Description of the task —
Transcribe every line of the listing below without any deviation.

Source records —
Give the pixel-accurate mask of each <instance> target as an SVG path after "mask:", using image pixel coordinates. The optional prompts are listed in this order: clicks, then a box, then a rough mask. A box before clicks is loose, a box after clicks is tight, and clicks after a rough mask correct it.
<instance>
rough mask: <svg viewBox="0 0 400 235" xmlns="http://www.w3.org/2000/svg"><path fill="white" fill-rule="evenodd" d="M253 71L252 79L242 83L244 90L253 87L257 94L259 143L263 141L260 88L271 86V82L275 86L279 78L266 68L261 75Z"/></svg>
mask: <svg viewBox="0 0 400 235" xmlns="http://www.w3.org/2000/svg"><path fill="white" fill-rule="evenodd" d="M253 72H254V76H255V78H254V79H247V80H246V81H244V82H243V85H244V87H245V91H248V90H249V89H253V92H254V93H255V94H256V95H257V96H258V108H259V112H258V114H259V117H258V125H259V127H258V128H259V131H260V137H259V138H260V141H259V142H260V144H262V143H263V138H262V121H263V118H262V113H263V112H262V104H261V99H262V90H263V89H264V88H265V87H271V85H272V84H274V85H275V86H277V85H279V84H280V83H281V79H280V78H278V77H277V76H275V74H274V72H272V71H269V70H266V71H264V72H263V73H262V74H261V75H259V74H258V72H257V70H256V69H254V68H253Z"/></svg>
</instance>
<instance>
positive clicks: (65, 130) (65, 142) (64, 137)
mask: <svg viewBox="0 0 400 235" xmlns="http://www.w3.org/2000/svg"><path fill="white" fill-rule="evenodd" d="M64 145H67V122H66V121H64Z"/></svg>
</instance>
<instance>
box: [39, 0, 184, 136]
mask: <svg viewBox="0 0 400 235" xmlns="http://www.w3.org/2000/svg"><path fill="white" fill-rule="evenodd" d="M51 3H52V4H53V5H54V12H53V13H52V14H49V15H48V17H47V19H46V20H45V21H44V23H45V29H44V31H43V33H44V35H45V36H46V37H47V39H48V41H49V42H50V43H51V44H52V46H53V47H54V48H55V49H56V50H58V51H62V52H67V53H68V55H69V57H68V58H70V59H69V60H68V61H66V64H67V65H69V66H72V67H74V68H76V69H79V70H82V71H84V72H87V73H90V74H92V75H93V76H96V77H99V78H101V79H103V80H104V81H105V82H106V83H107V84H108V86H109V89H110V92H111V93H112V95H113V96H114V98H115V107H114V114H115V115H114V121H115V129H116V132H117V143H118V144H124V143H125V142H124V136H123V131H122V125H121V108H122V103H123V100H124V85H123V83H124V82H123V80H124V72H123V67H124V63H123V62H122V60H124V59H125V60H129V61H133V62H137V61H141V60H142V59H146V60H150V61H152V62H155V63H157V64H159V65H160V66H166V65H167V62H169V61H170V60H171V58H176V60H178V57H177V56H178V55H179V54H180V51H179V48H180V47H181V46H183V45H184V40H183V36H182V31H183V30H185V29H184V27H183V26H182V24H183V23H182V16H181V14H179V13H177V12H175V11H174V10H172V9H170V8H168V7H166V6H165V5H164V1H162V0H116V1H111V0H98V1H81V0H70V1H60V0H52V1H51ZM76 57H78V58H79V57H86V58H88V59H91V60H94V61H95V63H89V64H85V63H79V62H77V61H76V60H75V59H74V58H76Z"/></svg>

Exercise output —
Give the pixel-accurate mask of each <instance> target as an SVG path after "mask:", using image pixel coordinates. The optional prompts are listed in this order: clicks, then a box, then a rough mask. A box before clicks is loose, a box after clicks is tight, and clicks after a rough mask correct it.
<instance>
rough mask: <svg viewBox="0 0 400 235" xmlns="http://www.w3.org/2000/svg"><path fill="white" fill-rule="evenodd" d="M253 71L252 79L242 83L244 90L253 87L257 94L259 143L263 141L260 88L271 86V82L275 86L279 78L266 68L261 75Z"/></svg>
mask: <svg viewBox="0 0 400 235" xmlns="http://www.w3.org/2000/svg"><path fill="white" fill-rule="evenodd" d="M253 72H254V76H255V78H254V79H247V80H246V81H244V82H243V85H244V87H245V91H248V90H249V89H253V92H254V93H255V94H256V95H257V96H258V108H259V112H258V114H259V117H258V125H259V127H258V128H259V131H260V137H259V138H260V141H259V142H260V144H262V143H263V138H262V121H263V118H262V113H263V112H262V104H261V99H262V90H263V89H264V88H265V87H271V85H272V84H274V85H275V86H277V85H279V84H280V83H281V79H280V78H278V77H277V76H275V74H274V72H272V71H269V70H266V71H264V72H263V73H262V74H261V75H259V74H258V72H257V70H256V69H254V68H253Z"/></svg>
</instance>
<instance>
positive clicks: (65, 130) (65, 142) (64, 137)
mask: <svg viewBox="0 0 400 235" xmlns="http://www.w3.org/2000/svg"><path fill="white" fill-rule="evenodd" d="M64 145H67V122H66V121H64Z"/></svg>
</instance>
<instance>
box: [39, 0, 184, 136]
mask: <svg viewBox="0 0 400 235" xmlns="http://www.w3.org/2000/svg"><path fill="white" fill-rule="evenodd" d="M51 3H52V4H53V5H54V12H53V13H52V14H49V15H48V17H47V19H46V20H45V21H44V23H45V29H44V31H43V33H44V35H45V36H46V37H47V39H48V41H49V42H50V43H51V44H52V46H53V47H54V48H55V49H56V50H58V51H62V52H67V53H68V55H69V57H68V58H70V59H69V60H68V61H66V64H67V65H69V66H72V67H74V68H76V69H79V70H82V71H84V72H87V73H90V74H92V75H93V76H96V77H99V78H101V79H103V80H104V81H105V82H106V83H107V84H108V86H109V89H110V92H111V93H112V95H113V96H114V98H115V107H114V114H115V115H114V121H115V129H116V132H117V143H118V144H124V143H125V142H124V136H123V131H122V125H121V108H122V103H123V100H124V85H123V83H124V82H123V80H124V72H123V67H124V63H123V62H122V60H124V59H125V60H129V61H133V62H137V61H141V60H142V59H146V60H150V61H152V62H155V63H157V64H159V65H160V66H166V65H167V62H169V61H170V60H171V58H176V60H178V57H177V56H178V55H179V54H180V51H179V48H180V47H181V46H183V45H184V40H183V36H182V31H183V30H185V29H184V27H183V26H182V24H183V23H182V16H181V14H179V13H177V12H175V11H174V10H172V9H170V8H168V7H166V6H165V5H164V1H162V0H116V1H111V0H98V1H81V0H70V1H60V0H52V1H51ZM76 57H78V58H79V57H86V58H88V59H91V60H94V61H95V63H89V64H85V63H79V62H77V61H76V60H75V59H74V58H76Z"/></svg>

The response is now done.